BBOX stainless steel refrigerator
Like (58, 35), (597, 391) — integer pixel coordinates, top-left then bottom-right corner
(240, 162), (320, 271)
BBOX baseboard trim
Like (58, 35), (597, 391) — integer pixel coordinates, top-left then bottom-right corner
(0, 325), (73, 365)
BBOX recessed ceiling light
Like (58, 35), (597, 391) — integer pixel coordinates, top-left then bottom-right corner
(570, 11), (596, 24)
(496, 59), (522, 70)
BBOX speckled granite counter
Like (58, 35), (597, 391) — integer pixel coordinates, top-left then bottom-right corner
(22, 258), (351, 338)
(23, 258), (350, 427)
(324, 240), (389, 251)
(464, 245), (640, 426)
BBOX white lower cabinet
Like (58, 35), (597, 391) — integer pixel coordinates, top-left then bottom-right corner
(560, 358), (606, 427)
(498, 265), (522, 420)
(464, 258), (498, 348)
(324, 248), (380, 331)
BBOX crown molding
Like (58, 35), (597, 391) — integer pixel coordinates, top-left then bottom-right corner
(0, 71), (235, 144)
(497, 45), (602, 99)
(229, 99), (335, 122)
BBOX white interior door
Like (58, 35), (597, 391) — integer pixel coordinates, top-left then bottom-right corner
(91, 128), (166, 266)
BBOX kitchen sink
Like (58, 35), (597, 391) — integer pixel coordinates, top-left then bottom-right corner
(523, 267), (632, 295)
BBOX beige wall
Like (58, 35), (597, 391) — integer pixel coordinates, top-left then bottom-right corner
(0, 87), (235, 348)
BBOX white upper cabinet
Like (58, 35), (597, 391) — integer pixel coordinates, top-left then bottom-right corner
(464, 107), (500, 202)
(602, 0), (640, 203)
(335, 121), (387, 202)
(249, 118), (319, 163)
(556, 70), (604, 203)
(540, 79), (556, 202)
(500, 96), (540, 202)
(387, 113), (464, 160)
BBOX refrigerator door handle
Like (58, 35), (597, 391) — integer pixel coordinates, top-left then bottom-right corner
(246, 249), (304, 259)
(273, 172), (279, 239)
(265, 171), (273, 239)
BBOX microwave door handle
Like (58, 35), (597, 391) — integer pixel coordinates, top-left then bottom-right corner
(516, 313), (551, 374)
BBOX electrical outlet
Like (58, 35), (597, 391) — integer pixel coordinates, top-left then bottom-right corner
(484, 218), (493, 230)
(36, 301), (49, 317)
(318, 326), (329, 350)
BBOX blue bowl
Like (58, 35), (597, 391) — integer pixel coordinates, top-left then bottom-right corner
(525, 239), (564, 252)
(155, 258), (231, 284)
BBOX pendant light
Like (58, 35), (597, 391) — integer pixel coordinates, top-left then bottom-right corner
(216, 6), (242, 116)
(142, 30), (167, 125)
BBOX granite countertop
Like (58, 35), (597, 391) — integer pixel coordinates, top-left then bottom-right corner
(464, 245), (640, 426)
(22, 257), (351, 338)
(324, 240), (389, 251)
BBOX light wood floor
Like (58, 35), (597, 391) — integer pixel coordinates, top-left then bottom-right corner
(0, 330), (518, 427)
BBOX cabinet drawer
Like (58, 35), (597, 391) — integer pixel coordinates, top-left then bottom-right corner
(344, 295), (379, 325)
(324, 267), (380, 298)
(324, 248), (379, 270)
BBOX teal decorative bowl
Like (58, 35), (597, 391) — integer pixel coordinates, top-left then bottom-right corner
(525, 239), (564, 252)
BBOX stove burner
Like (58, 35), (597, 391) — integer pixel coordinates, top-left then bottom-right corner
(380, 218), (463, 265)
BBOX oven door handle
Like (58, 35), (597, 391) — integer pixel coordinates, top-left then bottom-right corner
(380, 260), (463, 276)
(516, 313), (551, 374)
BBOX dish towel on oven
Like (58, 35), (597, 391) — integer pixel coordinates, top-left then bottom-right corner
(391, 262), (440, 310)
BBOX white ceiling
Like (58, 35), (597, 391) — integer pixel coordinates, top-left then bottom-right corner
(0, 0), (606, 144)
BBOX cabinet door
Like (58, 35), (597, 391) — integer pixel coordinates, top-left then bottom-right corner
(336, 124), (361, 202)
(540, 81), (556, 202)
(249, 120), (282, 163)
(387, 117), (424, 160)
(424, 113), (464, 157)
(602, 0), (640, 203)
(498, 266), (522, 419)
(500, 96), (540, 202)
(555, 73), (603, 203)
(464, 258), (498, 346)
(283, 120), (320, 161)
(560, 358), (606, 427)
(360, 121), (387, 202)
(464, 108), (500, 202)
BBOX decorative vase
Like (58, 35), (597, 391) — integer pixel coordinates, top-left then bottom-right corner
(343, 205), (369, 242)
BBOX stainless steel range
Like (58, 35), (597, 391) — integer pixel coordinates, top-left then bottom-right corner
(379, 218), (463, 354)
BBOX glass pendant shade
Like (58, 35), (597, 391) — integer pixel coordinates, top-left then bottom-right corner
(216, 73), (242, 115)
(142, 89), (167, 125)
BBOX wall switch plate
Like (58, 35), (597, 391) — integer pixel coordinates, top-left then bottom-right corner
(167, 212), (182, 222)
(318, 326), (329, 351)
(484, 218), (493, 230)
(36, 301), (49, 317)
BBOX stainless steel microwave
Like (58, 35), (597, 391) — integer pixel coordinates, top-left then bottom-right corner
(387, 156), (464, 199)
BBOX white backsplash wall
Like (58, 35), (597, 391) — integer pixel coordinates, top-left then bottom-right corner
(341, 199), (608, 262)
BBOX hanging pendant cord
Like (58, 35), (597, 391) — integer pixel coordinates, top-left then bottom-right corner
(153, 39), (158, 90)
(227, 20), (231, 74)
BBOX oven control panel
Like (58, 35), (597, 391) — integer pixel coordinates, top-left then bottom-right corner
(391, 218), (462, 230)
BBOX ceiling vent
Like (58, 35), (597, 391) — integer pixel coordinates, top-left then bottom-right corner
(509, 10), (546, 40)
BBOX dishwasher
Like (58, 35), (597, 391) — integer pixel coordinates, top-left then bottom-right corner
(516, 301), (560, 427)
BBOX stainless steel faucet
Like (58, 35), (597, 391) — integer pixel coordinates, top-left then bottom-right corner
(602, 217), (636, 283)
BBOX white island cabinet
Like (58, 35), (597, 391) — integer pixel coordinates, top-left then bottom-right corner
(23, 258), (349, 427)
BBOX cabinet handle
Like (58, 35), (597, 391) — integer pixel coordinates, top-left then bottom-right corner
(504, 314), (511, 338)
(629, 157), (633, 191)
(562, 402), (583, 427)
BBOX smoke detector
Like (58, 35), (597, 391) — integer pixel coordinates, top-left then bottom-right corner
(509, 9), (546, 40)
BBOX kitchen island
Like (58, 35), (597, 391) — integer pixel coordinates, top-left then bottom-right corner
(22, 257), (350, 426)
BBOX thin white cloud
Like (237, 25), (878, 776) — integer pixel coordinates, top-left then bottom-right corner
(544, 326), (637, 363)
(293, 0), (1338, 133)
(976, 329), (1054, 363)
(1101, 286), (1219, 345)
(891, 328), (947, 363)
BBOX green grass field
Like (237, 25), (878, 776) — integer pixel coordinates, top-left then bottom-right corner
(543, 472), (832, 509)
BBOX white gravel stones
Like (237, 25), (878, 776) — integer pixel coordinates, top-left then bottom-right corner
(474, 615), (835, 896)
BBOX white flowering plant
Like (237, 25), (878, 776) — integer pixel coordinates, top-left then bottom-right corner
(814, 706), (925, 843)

:: WHAT THE TASK ASKS ::
Put every line of the material above into a JSON list of strings, one string per line, leaving out blank lines.

:: THE COMPLETED TASK ::
[
  "BBOX stainless steel refrigerator",
  "Like (58, 35), (597, 391) — integer pixel coordinates, top-left then bottom-right corner",
  "(240, 162), (320, 271)",
  "BBOX baseboard trim",
  "Like (58, 35), (597, 391) — integer pixel coordinates, top-left then bottom-right corner",
  "(0, 325), (73, 365)",
  "BBOX recessed ceiling light",
  "Like (58, 35), (597, 391) — integer pixel coordinates, top-left then bottom-right corner",
  "(570, 11), (596, 24)",
  "(496, 59), (522, 70)",
  "BBOX speckled granite counter",
  "Like (58, 35), (597, 391) — integer pixel coordinates, top-left then bottom-right corner",
  "(22, 258), (351, 338)",
  "(23, 258), (350, 427)",
  "(324, 240), (389, 251)",
  "(464, 245), (640, 426)",
  "BBOX white lower cabinet",
  "Like (58, 35), (597, 391) — integer pixel coordinates, top-left then bottom-right corner",
  "(560, 358), (606, 427)",
  "(498, 265), (522, 420)",
  "(464, 258), (498, 348)",
  "(324, 248), (380, 331)",
  "BBOX crown molding",
  "Like (58, 35), (597, 391) — integer pixel coordinates, top-left then bottom-right corner",
  "(0, 71), (235, 144)",
  "(497, 45), (602, 99)",
  "(229, 99), (335, 122)",
  "BBOX white interior door",
  "Like (58, 35), (597, 391) — integer pixel coordinates, top-left then bottom-right corner",
  "(91, 128), (166, 266)",
  "BBOX kitchen sink",
  "Like (58, 35), (597, 391) — integer pixel coordinates, top-left then bottom-right corner",
  "(523, 267), (632, 295)",
  "BBOX beige wall",
  "Like (58, 35), (597, 391) — integer pixel coordinates, top-left then bottom-right corner",
  "(0, 87), (235, 348)",
  "BBOX white upper cabinet",
  "Like (58, 35), (597, 391) — integer pixel coordinates, top-left then bottom-right corner",
  "(464, 107), (500, 202)",
  "(602, 0), (640, 203)",
  "(335, 121), (387, 202)",
  "(249, 118), (319, 163)",
  "(556, 70), (604, 203)",
  "(540, 79), (556, 202)",
  "(500, 96), (540, 202)",
  "(387, 113), (464, 160)",
  "BBOX refrigerator door handle",
  "Like (58, 35), (597, 391) — integer pixel coordinates, top-left then bottom-right corner",
  "(246, 249), (304, 259)",
  "(273, 172), (279, 239)",
  "(265, 171), (273, 239)",
  "BBOX microwave door handle",
  "Like (58, 35), (597, 391) — integer pixel coordinates, top-left then bottom-right corner",
  "(516, 313), (551, 374)",
  "BBOX electrical outlet",
  "Like (58, 35), (597, 391) — integer pixel coordinates, top-left then bottom-right corner",
  "(484, 218), (493, 230)",
  "(36, 301), (49, 317)",
  "(318, 326), (329, 350)",
  "BBOX blue bowl",
  "Like (58, 35), (597, 391) — integer pixel coordinates, top-left then bottom-right corner",
  "(525, 239), (564, 252)",
  "(155, 258), (231, 284)",
  "BBOX pendant light",
  "Like (58, 35), (597, 391) — integer pixel coordinates, top-left then bottom-right corner",
  "(216, 6), (242, 116)",
  "(142, 30), (167, 125)",
  "BBOX granite countertop",
  "Like (58, 35), (597, 391) — integer pixel coordinates, top-left then bottom-right corner",
  "(464, 245), (640, 426)",
  "(22, 257), (351, 338)",
  "(324, 240), (389, 251)",
  "BBOX light wood floor",
  "Like (58, 35), (597, 391) — integer pixel coordinates, top-left then bottom-right corner",
  "(0, 330), (518, 427)",
  "BBOX cabinet drawer",
  "Like (58, 35), (597, 391) — integer pixel coordinates, top-left then bottom-right corner",
  "(344, 295), (379, 325)",
  "(324, 267), (380, 298)",
  "(324, 248), (379, 270)",
  "BBOX teal decorative bowl",
  "Like (58, 35), (597, 391) — integer pixel coordinates, top-left then bottom-right corner",
  "(525, 239), (564, 252)",
  "BBOX stove burner",
  "Like (58, 35), (597, 391) — integer pixel coordinates, top-left then bottom-right corner",
  "(380, 218), (463, 265)",
  "BBOX oven door handle",
  "Like (58, 35), (597, 391) — integer pixel coordinates, top-left then bottom-right corner",
  "(380, 260), (463, 276)",
  "(516, 313), (551, 374)",
  "BBOX dish towel on oven",
  "Like (58, 35), (597, 391) — integer pixel coordinates, top-left then bottom-right corner",
  "(391, 262), (440, 310)",
  "BBOX white ceiling",
  "Like (58, 35), (597, 391) — integer pixel coordinates, top-left then bottom-right corner",
  "(0, 0), (606, 144)",
  "BBOX cabinet door",
  "Like (58, 35), (597, 391) — integer pixel coordinates, top-left then bottom-right corner",
  "(336, 124), (361, 202)",
  "(540, 81), (556, 202)",
  "(249, 120), (282, 163)",
  "(387, 117), (424, 160)",
  "(424, 113), (464, 157)",
  "(602, 0), (640, 203)",
  "(498, 266), (522, 419)",
  "(500, 96), (540, 202)",
  "(555, 73), (603, 203)",
  "(464, 258), (498, 346)",
  "(283, 120), (320, 161)",
  "(560, 358), (606, 427)",
  "(360, 121), (387, 202)",
  "(464, 108), (500, 202)",
  "BBOX decorative vase",
  "Like (58, 35), (597, 391) — integer pixel coordinates, top-left then bottom-right corner",
  "(343, 205), (369, 242)",
  "BBOX stainless steel range",
  "Like (58, 35), (597, 391) — integer pixel coordinates, top-left then bottom-right corner",
  "(379, 218), (463, 354)",
  "BBOX glass pendant shade",
  "Like (58, 35), (597, 391) — integer pixel coordinates, top-left then bottom-right corner",
  "(216, 73), (242, 115)",
  "(142, 89), (167, 125)",
  "BBOX wall switch plate",
  "Like (58, 35), (597, 391) — integer pixel coordinates, top-left then bottom-right corner",
  "(167, 212), (182, 222)",
  "(318, 326), (329, 351)",
  "(484, 218), (493, 230)",
  "(36, 301), (49, 317)",
  "BBOX stainless steel microwave",
  "Like (58, 35), (597, 391) — integer pixel coordinates, top-left then bottom-right corner",
  "(387, 156), (464, 199)",
  "BBOX white backsplash wall",
  "Like (58, 35), (597, 391) — integer pixel coordinates, top-left then bottom-right corner",
  "(341, 199), (608, 262)",
  "BBOX hanging pendant cord",
  "Like (58, 35), (597, 391) — integer pixel coordinates, top-left then bottom-right corner",
  "(153, 39), (158, 90)",
  "(227, 20), (231, 74)",
  "BBOX oven control panel",
  "Like (58, 35), (597, 391) — integer pixel coordinates, top-left then bottom-right corner",
  "(391, 218), (462, 230)",
  "BBOX ceiling vent",
  "Like (58, 35), (597, 391) — integer pixel coordinates, top-left then bottom-right corner",
  "(509, 10), (546, 40)",
  "BBOX dishwasher",
  "Like (58, 35), (597, 391) — integer pixel coordinates, top-left then bottom-right corner",
  "(516, 301), (560, 427)",
  "BBOX stainless steel faucet",
  "Like (58, 35), (597, 391) — integer pixel coordinates, top-left then bottom-right corner",
  "(602, 217), (636, 283)",
  "BBOX white island cabinet",
  "Like (58, 35), (597, 391) — integer pixel coordinates, top-left then bottom-right corner",
  "(23, 258), (349, 427)",
  "BBOX cabinet handle",
  "Like (58, 35), (597, 391) — integer pixel coordinates, top-left then bottom-right corner",
  "(504, 314), (511, 338)",
  "(629, 157), (633, 191)",
  "(562, 402), (583, 427)",
  "BBOX smoke detector",
  "Like (58, 35), (597, 391) — integer pixel coordinates, top-left then bottom-right corner",
  "(509, 9), (546, 40)",
  "BBOX kitchen island",
  "Like (58, 35), (597, 391) — integer pixel coordinates, top-left then bottom-right corner",
  "(22, 257), (350, 426)",
  "BBOX thin white cloud",
  "Like (237, 25), (878, 776) — integer pixel coordinates, top-left then bottom-right corner",
  "(544, 326), (637, 363)",
  "(293, 0), (1338, 133)",
  "(976, 329), (1054, 363)",
  "(1101, 286), (1219, 345)",
  "(891, 328), (947, 363)",
  "BBOX green grass field",
  "Like (237, 25), (878, 776) — integer pixel coordinates, top-left then bottom-right corner",
  "(543, 472), (832, 509)",
  "BBOX white gravel stones",
  "Like (237, 25), (878, 776) — integer pixel coordinates, top-left then bottom-right corner",
  "(474, 615), (835, 896)",
  "BBOX white flowering plant",
  "Like (237, 25), (878, 776) — integer pixel coordinates, top-left then bottom-right corner",
  "(814, 706), (925, 843)"
]